§ PASSAGE PROVIDED
**********
Histones: Structure, Function & Diseases

Histones are a component of cell nuclei. Their presence is a distinguishing feature between unicellular organisms (bacteria) and multicellular organisms (humans, animals, or plants). Only a very few bacterial strains possess proteins that are similar to histones. Evolution has produced histones in order to better and more effectively accommodate the very long DNA chain, also called genetic material, in the cells of higher organisms. This is because if the human genome were wound apart, it would be about 1-2 m long in total, depending on which cell stage a cell is in.

What are histones?

In more highly developed organisms, histones are found in the nuclei of cells and are high in positively charged amino acids (mainly lysine and arginine). Histone proteins are divided into five main groups – H1, H2A, H2B, H3, and H4. Between different organisms, the amino acid sequences of the four groups H2A, H2B, H3, and H4 differ little, while more differences exist for H1, a linking histone. In the nucleated red blood cells of birds, H1 is even completely replaced by another major histone group, called H5. The high degree of sequence similarity in most histone proteins means that in most organisms the “packaging” of DNA occurs in the same way, and the resulting three-dimensional structure is equally effective for histone function. Thus, in the course of evolution, the development of histones must have occurred very early and been maintained in this way, even before mammals or humans evolved.
**********
§ EXTRACTED RECORDS
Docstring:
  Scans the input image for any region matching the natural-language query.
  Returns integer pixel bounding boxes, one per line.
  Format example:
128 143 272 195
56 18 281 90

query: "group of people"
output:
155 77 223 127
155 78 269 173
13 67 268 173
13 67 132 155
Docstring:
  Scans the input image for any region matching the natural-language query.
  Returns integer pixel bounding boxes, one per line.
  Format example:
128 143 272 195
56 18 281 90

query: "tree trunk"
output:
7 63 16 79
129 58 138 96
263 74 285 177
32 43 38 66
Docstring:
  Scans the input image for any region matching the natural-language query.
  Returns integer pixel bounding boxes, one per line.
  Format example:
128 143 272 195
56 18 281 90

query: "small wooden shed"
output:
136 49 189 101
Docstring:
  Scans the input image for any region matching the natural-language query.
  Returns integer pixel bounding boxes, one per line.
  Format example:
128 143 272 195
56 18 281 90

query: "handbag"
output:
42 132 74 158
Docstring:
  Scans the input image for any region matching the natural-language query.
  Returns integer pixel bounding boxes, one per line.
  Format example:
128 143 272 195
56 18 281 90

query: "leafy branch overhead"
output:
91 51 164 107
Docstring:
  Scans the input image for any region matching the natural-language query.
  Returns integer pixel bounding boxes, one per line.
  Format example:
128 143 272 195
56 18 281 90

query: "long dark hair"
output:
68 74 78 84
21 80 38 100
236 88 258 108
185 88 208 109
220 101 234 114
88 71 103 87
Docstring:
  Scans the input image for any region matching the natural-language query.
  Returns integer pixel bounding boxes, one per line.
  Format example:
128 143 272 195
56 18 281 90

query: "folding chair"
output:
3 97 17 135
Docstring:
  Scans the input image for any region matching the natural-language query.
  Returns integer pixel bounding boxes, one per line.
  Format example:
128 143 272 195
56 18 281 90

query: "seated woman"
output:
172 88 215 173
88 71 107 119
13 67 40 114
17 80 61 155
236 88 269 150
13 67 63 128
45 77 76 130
**********
§ REQUIRED ACTION 1
In the histones passage, copy the part that begins at "Histones: Structure, Function" and stops after "What are histones?", word for word.
§ REQUIRED ACTION 2
According to the histones passage, which histone group completely replaces H1 in the nucleated red blood cells of birds?

§ YOUR RESPONSE 1
Histones: Structure, Function & Diseases

Histones are a component of cell nuclei. Their presence is a distinguishing feature between unicellular organisms (bacteria) and multicellular organisms (humans, animals, or plants). Only a very few bacterial strains possess proteins that are similar to histones. Evolution has produced histones in order to better and more effectively accommodate the very long DNA chain, also called genetic material, in the cells of higher organisms. This is because if the human genome were wound apart, it would be about 1-2 m long in total, depending on which cell stage a cell is in.

What are histones?

§ YOUR RESPONSE 2
H5